→ **Document section**:
-*-*-

'I've happily married thousands of people'
BBCFor the past 40 years, Anne Robson has shared in the best and worst moments of people's lives. Armed with her special pen, County Durham's superintendent registrar is the area's official record-keeper.
The young couple fidget nervously at the front of the room as Anne asks the question they all hope nobody will answer.
Does anyone know of any lawful impediment to their getting married?
"I've only had people object twice," Anne says, casting her mind back over the last four decades.
One was a friend of the groom's who thought it would be funny to speak up - he was given short shrift by Anne and the rest of the guests.
The other was a jealous ex-girlfriend determined to ruin her former lover's day.
"It was a classic 'it should have been me'," Anne says.
Anne RobsonIn both instances the ceremony had to be stopped and a hasty investigation carried out, quick interrogations of those involved before Anne could be satisfied the objections had no merit.
Her job is important; the onus is on her to make sure everything is shipshape, that all parties are there freely and willingly.
The role of the registrar was created in 1837, with the responsibility for keeping the legal record of the hatched, matched and dispatched in their area in their hands.
Neat handwriting is vital.
The paperwork Anne and her fellow registrars fill out will become the records held in archive storing rooms that researchers use to trace the past, the documents scoured by ancestry hunters, the official history of landmark life events.

-*-*-

(Dataset items)
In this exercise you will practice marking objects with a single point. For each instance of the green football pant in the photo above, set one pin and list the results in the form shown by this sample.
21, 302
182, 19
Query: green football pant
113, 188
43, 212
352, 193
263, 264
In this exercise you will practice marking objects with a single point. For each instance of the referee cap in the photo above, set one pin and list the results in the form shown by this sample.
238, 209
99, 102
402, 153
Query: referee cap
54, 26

-*-*-

→ **What you will do**:
- a) According to the registrar article, in what year was the role of the registrar created?
- b) Put every line of both rows into a numbered list, skipping any blank lines.
The article and the rows were taken from unrelated sources.

→ **Answers to the tasks**:
- a) 1837

- b)
1. In this exercise you will practice marking objects with a single point. For each instance of the green football pant in the photo above, set one pin and list the results in the form shown by this sample.
2. 21, 302
3. 182, 19
4. Query: green football pant
5. 113, 188
6. 43, 212
7. 352, 193
8. 263, 264
9. In this exercise you will practice marking objects with a single point. For each instance of the referee cap in the photo above, set one pin and list the results in the form shown by this sample.
10. 238, 209
11. 99, 102
12. 402, 153
13. Query: referee cap
14. 54, 26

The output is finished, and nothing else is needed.